Copy the stretch of items from the line containing "Exercise. Find the white face" through the end of the items, replacing "asphalt road" with "paved road" and leaving all else unchanged.
** begin **
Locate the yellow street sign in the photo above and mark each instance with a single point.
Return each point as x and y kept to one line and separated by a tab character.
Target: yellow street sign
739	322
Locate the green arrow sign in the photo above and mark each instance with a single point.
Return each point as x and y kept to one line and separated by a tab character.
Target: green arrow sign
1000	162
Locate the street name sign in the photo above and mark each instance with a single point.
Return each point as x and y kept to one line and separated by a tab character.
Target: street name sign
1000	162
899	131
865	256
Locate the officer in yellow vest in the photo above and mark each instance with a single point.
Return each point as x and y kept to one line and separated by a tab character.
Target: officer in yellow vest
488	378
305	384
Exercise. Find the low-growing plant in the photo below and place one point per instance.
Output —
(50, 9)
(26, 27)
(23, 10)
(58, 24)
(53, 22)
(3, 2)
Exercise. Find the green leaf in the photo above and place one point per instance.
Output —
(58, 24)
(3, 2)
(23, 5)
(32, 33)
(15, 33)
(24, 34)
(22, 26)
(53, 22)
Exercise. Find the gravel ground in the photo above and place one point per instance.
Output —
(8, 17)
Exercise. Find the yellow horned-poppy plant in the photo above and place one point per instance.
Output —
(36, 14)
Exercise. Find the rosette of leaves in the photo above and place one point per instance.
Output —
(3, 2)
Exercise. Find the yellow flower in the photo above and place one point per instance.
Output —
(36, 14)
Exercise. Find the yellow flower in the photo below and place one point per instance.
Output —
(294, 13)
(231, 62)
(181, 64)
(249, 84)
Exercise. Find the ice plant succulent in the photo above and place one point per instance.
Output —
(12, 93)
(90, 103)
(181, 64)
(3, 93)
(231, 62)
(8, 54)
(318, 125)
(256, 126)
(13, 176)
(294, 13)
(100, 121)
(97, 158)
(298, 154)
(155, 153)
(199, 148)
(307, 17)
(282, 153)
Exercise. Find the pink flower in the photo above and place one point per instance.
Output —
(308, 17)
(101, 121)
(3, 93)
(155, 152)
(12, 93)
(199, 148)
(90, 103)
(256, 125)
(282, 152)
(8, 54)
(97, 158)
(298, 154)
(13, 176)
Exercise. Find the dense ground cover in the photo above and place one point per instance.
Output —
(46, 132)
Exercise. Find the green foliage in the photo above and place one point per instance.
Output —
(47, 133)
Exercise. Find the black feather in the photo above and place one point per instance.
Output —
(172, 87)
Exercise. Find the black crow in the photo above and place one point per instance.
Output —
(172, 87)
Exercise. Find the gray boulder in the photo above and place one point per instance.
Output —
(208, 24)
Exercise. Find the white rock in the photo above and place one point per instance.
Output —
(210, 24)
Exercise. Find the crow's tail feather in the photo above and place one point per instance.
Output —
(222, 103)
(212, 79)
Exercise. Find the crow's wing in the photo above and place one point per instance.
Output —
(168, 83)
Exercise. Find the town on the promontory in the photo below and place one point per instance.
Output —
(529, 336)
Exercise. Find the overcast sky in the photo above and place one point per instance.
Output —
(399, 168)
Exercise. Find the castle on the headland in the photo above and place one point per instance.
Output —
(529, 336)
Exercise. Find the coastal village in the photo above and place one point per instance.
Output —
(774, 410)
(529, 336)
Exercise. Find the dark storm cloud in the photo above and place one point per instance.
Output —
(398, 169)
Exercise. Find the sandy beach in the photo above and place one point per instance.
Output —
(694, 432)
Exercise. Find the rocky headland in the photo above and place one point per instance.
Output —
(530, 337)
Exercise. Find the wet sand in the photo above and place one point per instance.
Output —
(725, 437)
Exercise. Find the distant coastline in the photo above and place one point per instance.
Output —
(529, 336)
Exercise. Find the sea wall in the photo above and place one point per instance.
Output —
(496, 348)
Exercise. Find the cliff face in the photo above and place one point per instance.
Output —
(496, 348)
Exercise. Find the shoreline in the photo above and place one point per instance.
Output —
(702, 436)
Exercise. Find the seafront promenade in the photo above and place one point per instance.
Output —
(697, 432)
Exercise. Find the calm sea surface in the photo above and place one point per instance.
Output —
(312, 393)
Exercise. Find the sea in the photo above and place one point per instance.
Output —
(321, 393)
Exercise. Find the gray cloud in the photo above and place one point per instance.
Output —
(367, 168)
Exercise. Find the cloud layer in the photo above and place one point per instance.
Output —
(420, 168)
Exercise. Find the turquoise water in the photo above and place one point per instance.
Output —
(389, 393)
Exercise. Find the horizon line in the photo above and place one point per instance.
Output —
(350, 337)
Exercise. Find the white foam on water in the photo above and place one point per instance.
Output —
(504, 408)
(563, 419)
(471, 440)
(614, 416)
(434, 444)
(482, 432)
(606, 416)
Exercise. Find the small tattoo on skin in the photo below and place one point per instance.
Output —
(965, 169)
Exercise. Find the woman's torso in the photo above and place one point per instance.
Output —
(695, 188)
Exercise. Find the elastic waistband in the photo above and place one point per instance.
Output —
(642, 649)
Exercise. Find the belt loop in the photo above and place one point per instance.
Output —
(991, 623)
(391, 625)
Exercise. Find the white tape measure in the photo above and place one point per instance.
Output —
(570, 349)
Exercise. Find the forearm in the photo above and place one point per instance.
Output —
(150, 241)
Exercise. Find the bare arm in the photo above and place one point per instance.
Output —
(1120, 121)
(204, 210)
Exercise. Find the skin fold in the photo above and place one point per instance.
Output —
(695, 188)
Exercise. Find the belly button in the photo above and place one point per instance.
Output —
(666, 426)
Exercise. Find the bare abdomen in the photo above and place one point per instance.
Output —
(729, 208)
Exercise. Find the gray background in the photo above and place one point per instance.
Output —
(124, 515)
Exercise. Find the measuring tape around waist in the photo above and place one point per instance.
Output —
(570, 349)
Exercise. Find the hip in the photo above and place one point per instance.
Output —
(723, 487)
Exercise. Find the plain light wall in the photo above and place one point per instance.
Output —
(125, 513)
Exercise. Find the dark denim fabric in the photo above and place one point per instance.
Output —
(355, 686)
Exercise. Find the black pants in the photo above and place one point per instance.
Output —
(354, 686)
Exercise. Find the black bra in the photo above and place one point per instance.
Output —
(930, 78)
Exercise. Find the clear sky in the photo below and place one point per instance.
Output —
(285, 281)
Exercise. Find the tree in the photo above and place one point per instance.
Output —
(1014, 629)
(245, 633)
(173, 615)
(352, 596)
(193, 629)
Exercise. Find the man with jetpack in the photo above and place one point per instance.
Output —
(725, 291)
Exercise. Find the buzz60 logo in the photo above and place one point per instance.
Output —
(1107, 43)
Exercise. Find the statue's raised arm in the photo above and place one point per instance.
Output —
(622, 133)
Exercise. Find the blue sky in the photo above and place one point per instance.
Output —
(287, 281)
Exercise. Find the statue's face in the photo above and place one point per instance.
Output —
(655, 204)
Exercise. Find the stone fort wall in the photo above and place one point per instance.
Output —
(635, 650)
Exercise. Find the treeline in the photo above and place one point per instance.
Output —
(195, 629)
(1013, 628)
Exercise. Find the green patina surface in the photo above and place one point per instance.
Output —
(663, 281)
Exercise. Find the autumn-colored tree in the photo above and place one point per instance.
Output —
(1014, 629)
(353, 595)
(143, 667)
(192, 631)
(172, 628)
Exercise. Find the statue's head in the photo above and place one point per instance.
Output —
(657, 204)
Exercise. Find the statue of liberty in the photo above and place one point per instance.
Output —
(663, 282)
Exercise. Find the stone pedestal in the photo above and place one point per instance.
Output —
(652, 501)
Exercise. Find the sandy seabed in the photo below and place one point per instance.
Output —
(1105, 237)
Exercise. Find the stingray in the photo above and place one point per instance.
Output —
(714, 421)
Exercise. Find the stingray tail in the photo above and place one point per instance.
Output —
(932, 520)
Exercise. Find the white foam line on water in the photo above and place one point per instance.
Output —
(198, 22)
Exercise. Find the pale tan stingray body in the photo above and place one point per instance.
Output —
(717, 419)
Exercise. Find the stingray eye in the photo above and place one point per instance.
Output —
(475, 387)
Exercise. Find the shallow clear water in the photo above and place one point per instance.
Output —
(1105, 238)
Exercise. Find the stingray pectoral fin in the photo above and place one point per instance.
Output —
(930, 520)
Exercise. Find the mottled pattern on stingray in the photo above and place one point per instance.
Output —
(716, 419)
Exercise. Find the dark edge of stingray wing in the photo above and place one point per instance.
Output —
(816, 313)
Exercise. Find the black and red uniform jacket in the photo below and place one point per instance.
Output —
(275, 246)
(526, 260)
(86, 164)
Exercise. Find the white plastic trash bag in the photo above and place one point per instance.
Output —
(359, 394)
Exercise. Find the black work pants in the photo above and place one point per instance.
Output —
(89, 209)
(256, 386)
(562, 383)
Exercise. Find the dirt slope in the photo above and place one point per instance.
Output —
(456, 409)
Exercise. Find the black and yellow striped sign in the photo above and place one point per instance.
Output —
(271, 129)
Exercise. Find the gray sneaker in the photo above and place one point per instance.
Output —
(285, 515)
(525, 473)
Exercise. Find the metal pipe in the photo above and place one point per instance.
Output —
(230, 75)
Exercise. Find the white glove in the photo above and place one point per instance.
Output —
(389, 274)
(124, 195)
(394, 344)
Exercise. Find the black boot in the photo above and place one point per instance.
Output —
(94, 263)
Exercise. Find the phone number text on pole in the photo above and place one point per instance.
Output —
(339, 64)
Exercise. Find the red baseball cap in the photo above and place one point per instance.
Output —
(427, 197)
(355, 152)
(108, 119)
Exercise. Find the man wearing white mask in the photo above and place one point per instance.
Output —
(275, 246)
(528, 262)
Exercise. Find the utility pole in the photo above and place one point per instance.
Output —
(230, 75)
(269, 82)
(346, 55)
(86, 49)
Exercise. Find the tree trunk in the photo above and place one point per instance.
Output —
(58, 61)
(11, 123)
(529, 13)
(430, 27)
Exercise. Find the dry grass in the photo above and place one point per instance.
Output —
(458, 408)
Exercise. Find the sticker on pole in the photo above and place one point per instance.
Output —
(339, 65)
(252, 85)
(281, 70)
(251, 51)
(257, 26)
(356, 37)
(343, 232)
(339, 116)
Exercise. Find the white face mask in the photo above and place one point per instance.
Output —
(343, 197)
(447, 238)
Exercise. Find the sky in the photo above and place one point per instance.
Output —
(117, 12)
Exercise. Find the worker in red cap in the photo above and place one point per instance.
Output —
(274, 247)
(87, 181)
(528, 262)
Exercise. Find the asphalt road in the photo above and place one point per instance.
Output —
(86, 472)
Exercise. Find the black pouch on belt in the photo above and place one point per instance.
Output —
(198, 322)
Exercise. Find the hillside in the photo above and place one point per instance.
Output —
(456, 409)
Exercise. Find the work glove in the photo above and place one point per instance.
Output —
** end **
### Problem solution
Exercise. Find the white face mask in the photo above and place one point per instance.
Output —
(343, 197)
(447, 238)
Exercise. Find the sky in the photo above and place one point per instance.
Output —
(117, 12)
Exercise. Find the worker in red cap in the photo above and place one point per instance.
Output —
(274, 247)
(87, 181)
(528, 262)
Exercise. Find the paved road in the photo above and place one point per instance.
Output —
(86, 472)
Exercise. Find the black pouch on belt in the photo above and place one point per instance.
Output —
(198, 322)
Exercise. Find the hillside in the photo above and place one point per instance.
Output —
(456, 409)
Exercise. Find the work glove in the photo above and place one point per instance.
Output —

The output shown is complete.